▸ What the task asks
Write the next part of the research page on mountain biodiversity and the SDGs, picking up right after its last line.

Research

Mountain biodiversity and the SDGs

Background, objectives, and methods

Introductory movie by Linus Neulinger

Background

For their coverage, human population, biological and cultural diversity, and the vital ecosystem goods and services they support, mountains are of immense ecological, cultural, and socio-economic importance. However, the combination of increasing global demographic and economic pressure and high biodiversity and ecosystems service value also makes them particularly vulnerable. Accordingly, ecologically sustainable socio-economic development in mountains has become a necessity and the Sustainable Development Goals (SDG) have been adopted as a useful tool to guide this process.
This project contributes to a better understanding of the specific challenges associated with the sustainable management and conservation of mountain biodiversity (SDG 15.4) in the context of competing development goals, limited resources, and complex governance structures.

Objectives

  • To assess the status and trends in human wellbeing, biodiversity, ecosystems, and ecosystem services in mountains at global, national, and subnational level using the assessment framework of the Intergovernmental Science-Policy Platform on Biodiversity and Ecosystem Services (IPBES)

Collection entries
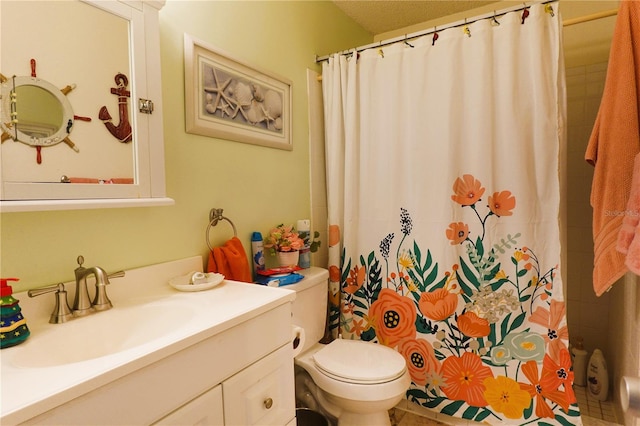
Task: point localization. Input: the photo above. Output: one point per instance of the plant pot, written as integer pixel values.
(288, 258)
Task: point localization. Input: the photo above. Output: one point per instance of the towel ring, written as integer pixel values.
(214, 216)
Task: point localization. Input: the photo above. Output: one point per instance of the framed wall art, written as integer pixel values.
(227, 98)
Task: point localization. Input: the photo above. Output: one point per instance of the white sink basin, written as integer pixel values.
(101, 334)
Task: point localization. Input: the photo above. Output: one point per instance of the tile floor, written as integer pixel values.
(594, 413)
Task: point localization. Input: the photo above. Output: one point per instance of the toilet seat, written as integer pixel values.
(359, 362)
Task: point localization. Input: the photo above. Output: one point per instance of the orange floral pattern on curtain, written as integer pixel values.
(484, 339)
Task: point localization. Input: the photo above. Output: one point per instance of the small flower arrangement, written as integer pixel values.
(283, 238)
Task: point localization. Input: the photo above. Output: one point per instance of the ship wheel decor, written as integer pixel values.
(35, 112)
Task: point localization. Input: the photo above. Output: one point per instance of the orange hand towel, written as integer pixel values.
(614, 142)
(629, 235)
(231, 261)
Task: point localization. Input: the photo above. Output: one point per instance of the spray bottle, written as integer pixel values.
(304, 231)
(257, 253)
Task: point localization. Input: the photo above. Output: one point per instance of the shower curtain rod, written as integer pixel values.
(503, 12)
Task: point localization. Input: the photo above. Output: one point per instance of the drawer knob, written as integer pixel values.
(268, 403)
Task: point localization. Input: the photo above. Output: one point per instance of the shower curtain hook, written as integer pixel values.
(406, 42)
(466, 29)
(549, 9)
(525, 13)
(495, 21)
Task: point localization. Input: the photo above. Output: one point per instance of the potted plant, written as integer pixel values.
(284, 242)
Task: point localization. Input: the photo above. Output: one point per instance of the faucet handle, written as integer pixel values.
(118, 274)
(61, 312)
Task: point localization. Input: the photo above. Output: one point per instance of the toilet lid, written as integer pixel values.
(359, 362)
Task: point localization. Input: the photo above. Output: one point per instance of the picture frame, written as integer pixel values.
(230, 99)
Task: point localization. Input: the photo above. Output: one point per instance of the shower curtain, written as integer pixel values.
(443, 198)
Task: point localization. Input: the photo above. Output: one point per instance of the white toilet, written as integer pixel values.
(353, 381)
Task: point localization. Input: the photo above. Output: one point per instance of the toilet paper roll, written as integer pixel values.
(297, 339)
(630, 395)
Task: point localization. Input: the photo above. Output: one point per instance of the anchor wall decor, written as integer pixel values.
(122, 131)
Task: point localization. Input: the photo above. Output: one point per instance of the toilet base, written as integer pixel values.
(380, 418)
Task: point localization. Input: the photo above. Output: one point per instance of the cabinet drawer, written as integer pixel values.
(204, 410)
(263, 393)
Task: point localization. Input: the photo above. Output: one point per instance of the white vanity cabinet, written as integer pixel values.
(204, 410)
(227, 361)
(258, 395)
(240, 377)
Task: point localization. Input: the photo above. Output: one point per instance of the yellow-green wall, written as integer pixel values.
(257, 187)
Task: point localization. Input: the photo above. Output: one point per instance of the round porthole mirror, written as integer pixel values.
(35, 112)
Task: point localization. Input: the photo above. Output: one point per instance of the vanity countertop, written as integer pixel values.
(28, 391)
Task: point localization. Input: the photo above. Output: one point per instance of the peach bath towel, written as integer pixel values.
(629, 235)
(614, 143)
(231, 261)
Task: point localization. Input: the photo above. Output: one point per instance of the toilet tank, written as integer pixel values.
(309, 309)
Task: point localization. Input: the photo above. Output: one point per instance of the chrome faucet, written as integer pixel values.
(82, 304)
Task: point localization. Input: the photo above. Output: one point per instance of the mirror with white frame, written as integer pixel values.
(84, 142)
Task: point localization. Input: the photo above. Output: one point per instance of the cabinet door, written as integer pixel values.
(203, 411)
(263, 393)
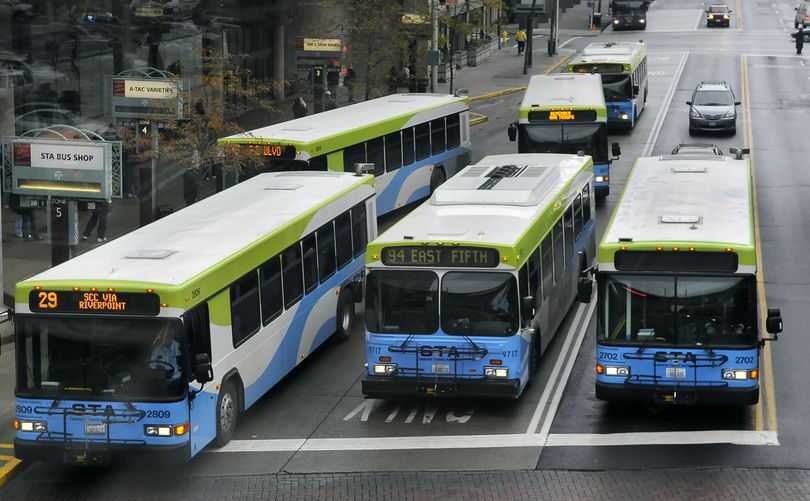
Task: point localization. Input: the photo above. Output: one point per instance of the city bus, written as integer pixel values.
(465, 293)
(623, 66)
(564, 113)
(677, 296)
(155, 342)
(415, 141)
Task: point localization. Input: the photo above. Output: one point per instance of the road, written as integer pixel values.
(317, 421)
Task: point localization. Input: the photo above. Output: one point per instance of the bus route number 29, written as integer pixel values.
(47, 300)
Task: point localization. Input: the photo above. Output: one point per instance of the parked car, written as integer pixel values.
(712, 108)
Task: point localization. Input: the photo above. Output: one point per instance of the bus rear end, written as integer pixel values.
(449, 330)
(99, 374)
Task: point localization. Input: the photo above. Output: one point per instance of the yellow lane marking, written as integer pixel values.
(766, 376)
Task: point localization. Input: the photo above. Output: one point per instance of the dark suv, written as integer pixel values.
(718, 15)
(713, 108)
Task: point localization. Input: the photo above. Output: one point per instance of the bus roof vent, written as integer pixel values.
(683, 219)
(151, 254)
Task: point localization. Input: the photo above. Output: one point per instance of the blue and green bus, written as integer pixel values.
(465, 293)
(677, 318)
(415, 141)
(156, 341)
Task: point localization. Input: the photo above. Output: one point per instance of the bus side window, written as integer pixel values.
(355, 153)
(422, 141)
(393, 151)
(244, 308)
(374, 152)
(559, 249)
(547, 266)
(534, 275)
(569, 233)
(359, 228)
(437, 139)
(326, 250)
(310, 263)
(407, 146)
(453, 131)
(318, 163)
(292, 274)
(198, 333)
(586, 204)
(343, 239)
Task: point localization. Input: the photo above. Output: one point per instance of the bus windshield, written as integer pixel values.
(472, 303)
(617, 87)
(569, 138)
(680, 310)
(99, 358)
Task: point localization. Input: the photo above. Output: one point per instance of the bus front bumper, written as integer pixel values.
(671, 395)
(392, 386)
(97, 453)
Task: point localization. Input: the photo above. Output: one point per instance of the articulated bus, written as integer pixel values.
(465, 293)
(677, 285)
(156, 341)
(566, 114)
(623, 66)
(415, 141)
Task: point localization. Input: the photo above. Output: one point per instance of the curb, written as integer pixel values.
(11, 467)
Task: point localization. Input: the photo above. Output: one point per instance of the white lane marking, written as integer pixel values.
(554, 404)
(364, 406)
(541, 405)
(737, 437)
(659, 119)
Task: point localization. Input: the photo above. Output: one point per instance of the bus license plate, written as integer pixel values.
(95, 428)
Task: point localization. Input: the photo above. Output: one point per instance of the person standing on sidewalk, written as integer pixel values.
(99, 216)
(520, 37)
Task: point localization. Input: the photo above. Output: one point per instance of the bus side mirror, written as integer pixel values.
(527, 307)
(203, 372)
(773, 324)
(584, 287)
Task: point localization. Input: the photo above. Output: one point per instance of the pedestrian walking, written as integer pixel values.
(329, 102)
(799, 36)
(520, 37)
(98, 218)
(191, 185)
(299, 108)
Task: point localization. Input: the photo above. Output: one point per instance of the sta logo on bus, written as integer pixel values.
(439, 351)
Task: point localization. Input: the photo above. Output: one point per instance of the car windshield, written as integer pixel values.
(682, 310)
(568, 138)
(473, 303)
(99, 358)
(713, 98)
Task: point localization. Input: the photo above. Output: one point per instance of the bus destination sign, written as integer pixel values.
(441, 257)
(109, 303)
(562, 115)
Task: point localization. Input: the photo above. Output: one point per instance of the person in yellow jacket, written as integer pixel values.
(520, 37)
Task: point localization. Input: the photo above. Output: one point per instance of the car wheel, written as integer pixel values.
(227, 414)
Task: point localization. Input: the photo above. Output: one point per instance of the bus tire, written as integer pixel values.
(344, 315)
(227, 413)
(437, 178)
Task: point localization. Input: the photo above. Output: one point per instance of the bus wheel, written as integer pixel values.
(345, 315)
(227, 413)
(437, 178)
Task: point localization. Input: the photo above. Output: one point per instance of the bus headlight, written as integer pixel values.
(385, 368)
(496, 371)
(29, 425)
(736, 374)
(611, 370)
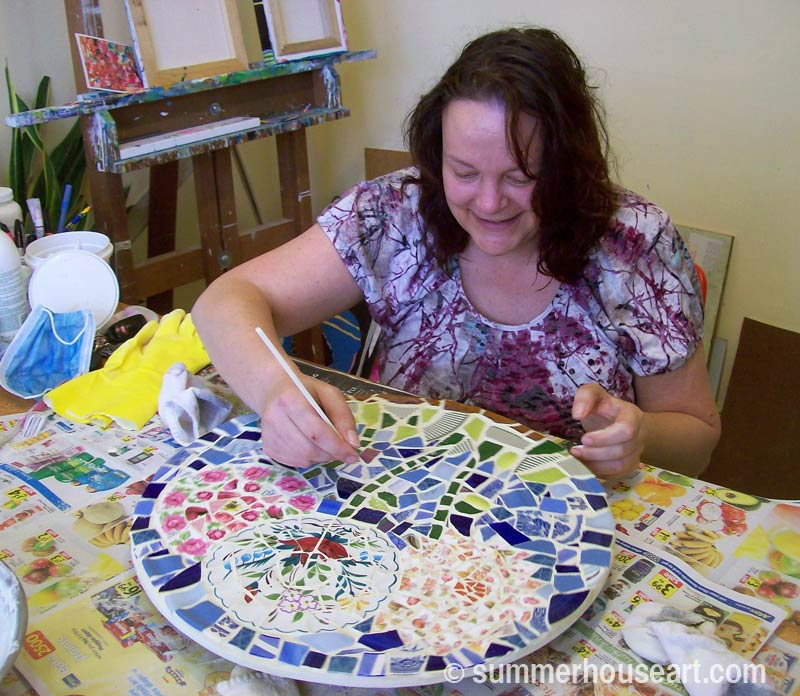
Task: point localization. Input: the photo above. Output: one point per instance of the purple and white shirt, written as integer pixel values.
(636, 311)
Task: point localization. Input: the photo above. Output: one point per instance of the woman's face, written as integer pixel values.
(485, 189)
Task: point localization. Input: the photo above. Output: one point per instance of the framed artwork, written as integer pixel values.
(108, 65)
(303, 28)
(184, 40)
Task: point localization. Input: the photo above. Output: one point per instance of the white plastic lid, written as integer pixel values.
(72, 280)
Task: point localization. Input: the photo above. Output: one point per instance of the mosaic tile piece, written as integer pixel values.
(458, 540)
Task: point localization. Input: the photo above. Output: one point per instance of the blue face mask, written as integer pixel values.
(49, 348)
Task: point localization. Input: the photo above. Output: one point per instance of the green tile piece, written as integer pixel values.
(377, 503)
(429, 413)
(389, 498)
(465, 508)
(546, 447)
(370, 414)
(403, 432)
(480, 503)
(549, 475)
(505, 460)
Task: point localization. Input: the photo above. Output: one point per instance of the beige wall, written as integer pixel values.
(702, 99)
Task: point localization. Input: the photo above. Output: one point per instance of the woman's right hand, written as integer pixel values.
(294, 434)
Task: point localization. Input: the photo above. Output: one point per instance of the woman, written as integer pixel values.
(505, 270)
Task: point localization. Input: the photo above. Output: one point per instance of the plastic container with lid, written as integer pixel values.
(9, 208)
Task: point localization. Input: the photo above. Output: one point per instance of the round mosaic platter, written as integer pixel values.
(460, 538)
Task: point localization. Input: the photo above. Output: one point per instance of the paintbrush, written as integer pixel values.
(293, 376)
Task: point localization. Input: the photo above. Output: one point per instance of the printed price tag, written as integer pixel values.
(662, 534)
(37, 646)
(663, 586)
(129, 588)
(49, 535)
(638, 598)
(624, 557)
(583, 650)
(17, 495)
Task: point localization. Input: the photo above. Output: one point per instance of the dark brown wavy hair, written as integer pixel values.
(530, 71)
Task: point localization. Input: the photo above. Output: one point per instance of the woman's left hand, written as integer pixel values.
(614, 440)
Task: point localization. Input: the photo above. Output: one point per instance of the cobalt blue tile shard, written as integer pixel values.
(186, 578)
(382, 641)
(563, 605)
(379, 574)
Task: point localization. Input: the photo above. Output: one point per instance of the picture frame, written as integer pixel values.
(304, 28)
(184, 40)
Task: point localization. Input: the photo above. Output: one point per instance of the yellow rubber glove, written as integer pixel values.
(126, 388)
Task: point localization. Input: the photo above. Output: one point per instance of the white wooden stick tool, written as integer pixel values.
(293, 376)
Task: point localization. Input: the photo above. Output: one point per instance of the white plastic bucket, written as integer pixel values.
(93, 242)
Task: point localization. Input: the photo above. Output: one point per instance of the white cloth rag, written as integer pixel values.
(668, 636)
(246, 682)
(188, 408)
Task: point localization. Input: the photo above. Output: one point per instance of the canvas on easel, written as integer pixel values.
(304, 28)
(184, 40)
(108, 65)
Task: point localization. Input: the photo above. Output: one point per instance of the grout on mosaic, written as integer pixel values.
(457, 539)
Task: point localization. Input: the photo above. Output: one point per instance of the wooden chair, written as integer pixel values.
(759, 448)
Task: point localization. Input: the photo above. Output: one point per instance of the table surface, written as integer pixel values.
(751, 557)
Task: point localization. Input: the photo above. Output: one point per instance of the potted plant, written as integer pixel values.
(35, 172)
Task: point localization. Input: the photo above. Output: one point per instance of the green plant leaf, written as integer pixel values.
(36, 173)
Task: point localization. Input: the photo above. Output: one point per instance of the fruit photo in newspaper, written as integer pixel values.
(697, 547)
(776, 539)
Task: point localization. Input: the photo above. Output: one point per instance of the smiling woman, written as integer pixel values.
(504, 270)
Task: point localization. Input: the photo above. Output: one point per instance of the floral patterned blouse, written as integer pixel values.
(635, 311)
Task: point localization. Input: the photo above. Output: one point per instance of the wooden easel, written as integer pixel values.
(288, 98)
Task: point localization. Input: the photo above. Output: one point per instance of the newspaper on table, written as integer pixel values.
(67, 494)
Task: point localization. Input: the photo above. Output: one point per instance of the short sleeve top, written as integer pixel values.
(636, 310)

▸ Output for this task
  • To study the strength and directionality of interactions between biodiversity-explicit SDG targets and other SDG targets in mountains at global, national, and subnational level, and identify synergies
  • To identify the role of the context provided by governance, economic, technological, social-ecological, cultural, and environmental factors in forming these interactions
  • To provide the acquired knowledge to key stakeholder groups and enable a knowledge-based evaluation of opportunities to implement coherent measures towards environmentally sustainable socio-economic development

Methodology

Study design: the project follows a spatially stratified design with data collected, analysed, and compared at global, national (Tanzania, Nepal, Bolivia), and subnational scales. Study sites at the subnational level cover an elevation gradient, from foothills to as high as people range, and a land-use intensity gradient, from natural/protected to heavily used. These gradients will serve to understand the impact of context-specific factors on the relationship between nature and people, and on community-wide perceptions and interpretations of sustainable development priorities.

Data collection: data collection will consist in the compilation of spatially-explicit and statistical data, online surveys, literature reviews covering the elements of the IPBES framework as well as SDG-relevant information; and semi-structured interviews.